INPUT DATA ::
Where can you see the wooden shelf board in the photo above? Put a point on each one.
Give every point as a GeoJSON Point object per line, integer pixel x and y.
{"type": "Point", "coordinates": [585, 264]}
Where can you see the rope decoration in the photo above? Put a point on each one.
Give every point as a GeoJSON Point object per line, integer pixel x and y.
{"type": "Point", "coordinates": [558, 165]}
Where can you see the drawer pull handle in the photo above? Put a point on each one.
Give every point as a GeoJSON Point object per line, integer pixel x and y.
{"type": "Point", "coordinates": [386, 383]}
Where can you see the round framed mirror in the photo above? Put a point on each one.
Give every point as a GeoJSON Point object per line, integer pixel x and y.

TASK GOAL :: Copy the rows from the one containing "Where can you see the drawer" through the last row, swapping "integer pixel" for "whole-number pixel" and changing nothing else.

EXERCISE OUTPUT ::
Where can you see the drawer pull handle in the photo above? Put a point on each one.
Give every point as a GeoJSON Point object per line, whole-number pixel x and y.
{"type": "Point", "coordinates": [386, 383]}
Where can you see the round framed mirror in the photo above? Put a point on each one.
Give every point as a GeoJSON Point object per line, whole-number pixel x and y.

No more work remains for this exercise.